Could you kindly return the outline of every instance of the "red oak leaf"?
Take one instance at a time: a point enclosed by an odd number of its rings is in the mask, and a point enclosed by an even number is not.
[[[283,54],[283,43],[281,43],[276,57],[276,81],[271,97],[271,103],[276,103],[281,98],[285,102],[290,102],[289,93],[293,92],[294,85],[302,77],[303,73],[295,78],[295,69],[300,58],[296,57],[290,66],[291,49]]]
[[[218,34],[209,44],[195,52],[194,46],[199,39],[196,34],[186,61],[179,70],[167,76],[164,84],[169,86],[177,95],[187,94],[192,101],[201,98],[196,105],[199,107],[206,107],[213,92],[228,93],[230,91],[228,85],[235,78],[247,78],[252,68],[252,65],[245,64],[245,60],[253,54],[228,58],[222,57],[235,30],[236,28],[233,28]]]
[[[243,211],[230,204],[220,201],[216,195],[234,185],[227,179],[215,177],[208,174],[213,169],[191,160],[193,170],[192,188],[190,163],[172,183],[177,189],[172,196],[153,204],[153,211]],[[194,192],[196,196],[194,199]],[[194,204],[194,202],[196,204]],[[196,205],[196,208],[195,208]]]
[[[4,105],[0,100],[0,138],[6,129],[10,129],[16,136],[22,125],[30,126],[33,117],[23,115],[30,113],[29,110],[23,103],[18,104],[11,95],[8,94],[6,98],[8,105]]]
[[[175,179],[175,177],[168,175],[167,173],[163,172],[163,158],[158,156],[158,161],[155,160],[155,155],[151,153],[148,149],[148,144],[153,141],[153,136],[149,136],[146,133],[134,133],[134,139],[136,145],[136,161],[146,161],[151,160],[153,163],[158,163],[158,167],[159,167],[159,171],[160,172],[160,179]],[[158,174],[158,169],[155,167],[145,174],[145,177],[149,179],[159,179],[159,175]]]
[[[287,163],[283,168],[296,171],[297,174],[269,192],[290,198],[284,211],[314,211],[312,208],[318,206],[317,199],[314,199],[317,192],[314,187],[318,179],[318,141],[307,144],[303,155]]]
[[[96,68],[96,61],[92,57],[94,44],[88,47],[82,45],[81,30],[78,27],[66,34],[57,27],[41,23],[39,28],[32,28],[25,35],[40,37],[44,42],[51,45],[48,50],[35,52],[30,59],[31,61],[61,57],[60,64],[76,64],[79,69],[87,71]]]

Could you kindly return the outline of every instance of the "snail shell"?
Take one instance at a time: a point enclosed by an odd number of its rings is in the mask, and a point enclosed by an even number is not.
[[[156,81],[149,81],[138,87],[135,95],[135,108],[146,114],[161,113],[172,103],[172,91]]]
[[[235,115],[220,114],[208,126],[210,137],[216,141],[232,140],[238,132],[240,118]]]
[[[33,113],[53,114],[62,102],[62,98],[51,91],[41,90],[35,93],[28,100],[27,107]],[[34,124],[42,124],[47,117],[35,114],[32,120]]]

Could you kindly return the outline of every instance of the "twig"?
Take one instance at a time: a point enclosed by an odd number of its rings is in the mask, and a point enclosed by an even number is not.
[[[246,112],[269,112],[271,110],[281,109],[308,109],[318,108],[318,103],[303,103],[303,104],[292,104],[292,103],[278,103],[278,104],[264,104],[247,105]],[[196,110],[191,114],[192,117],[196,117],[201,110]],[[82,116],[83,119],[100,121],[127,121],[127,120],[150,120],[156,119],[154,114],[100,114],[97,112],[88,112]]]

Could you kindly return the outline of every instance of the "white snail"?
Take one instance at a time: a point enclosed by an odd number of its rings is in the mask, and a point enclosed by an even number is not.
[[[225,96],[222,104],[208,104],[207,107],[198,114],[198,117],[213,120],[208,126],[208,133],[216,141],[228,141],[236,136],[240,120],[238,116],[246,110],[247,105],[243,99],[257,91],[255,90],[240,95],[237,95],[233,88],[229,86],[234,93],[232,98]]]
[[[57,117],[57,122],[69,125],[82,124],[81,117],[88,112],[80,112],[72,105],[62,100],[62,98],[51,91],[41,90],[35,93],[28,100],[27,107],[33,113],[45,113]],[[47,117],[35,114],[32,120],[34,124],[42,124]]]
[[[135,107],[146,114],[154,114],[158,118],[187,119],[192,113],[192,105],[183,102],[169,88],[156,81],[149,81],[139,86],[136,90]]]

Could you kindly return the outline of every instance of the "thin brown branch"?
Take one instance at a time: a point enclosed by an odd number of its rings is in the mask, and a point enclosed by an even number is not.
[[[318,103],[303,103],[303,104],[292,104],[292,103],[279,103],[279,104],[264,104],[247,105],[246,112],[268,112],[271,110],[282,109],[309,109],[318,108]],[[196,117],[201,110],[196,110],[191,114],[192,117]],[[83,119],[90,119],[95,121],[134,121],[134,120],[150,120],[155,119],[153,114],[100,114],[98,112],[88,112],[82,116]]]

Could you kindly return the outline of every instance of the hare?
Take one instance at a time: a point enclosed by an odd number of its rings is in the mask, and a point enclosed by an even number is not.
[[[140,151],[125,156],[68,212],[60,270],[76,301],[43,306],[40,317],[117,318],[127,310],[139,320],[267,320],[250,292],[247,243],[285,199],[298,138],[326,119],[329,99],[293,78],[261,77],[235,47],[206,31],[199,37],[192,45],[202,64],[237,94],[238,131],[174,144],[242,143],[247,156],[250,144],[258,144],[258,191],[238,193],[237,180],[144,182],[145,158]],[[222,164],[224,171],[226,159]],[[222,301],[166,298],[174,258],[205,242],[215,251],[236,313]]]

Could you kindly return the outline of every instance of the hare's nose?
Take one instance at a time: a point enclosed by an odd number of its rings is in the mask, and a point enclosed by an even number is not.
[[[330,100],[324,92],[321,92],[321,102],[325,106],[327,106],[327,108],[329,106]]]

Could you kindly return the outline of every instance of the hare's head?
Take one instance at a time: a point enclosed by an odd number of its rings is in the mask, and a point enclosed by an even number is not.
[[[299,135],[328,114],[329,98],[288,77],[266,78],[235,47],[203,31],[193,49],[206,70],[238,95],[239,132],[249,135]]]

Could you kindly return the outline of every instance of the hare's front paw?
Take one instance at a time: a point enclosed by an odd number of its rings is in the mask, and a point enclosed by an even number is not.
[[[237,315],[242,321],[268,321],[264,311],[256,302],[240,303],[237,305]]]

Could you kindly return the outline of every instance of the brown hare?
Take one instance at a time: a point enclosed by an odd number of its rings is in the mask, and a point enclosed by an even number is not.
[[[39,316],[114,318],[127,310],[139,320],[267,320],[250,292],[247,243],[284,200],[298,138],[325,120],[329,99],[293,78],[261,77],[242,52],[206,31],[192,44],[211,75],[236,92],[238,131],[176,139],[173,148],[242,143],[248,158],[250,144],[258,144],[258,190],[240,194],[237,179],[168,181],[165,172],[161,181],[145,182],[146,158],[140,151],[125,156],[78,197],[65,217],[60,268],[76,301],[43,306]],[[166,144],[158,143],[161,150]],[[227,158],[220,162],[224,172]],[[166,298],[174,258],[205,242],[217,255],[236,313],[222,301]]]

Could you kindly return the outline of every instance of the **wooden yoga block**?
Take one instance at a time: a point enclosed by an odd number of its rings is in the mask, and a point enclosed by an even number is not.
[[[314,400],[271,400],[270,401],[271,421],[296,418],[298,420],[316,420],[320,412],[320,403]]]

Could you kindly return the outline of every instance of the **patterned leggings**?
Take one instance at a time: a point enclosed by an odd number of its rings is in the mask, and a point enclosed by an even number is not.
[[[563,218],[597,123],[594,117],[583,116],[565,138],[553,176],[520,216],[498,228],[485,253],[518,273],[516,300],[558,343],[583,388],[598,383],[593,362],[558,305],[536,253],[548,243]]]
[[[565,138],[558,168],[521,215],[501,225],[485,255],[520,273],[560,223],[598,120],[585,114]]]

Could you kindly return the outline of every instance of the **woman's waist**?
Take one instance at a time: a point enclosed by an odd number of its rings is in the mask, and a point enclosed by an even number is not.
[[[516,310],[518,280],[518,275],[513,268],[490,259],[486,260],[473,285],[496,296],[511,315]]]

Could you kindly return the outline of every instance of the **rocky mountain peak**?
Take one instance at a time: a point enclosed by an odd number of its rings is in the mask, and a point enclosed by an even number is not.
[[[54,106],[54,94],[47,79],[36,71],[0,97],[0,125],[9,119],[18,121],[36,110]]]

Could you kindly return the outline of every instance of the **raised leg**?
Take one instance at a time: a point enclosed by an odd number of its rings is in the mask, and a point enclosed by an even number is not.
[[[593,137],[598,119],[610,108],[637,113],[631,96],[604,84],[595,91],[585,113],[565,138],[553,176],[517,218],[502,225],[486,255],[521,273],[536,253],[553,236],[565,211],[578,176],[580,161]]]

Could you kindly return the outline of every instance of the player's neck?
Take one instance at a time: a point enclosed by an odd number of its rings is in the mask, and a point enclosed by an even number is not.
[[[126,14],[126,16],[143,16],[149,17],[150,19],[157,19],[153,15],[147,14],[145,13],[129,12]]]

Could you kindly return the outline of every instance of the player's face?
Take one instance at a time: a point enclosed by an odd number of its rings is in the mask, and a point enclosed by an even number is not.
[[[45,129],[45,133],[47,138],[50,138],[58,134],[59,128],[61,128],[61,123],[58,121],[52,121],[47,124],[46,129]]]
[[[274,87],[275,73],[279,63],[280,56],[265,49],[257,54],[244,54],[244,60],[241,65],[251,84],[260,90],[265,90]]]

◆ **What needs to be done**
Repeat the stretch of rows from the line containing "the player's face?" through the end of the rows, swapping "mask" for "region" and leaving everything else the same.

◆ **Answer below**
Could you kindly return the outline of every instance of the player's face?
Take one instance at a time: a point enclosed by an odd number of its rings is in the region, and a point enclosed by an even number is not.
[[[45,129],[45,133],[47,138],[50,138],[58,134],[59,128],[61,128],[61,123],[58,121],[52,121],[47,124],[46,129]]]
[[[274,87],[275,73],[279,63],[280,56],[265,49],[257,54],[244,54],[244,60],[241,65],[251,84],[260,90],[265,90]]]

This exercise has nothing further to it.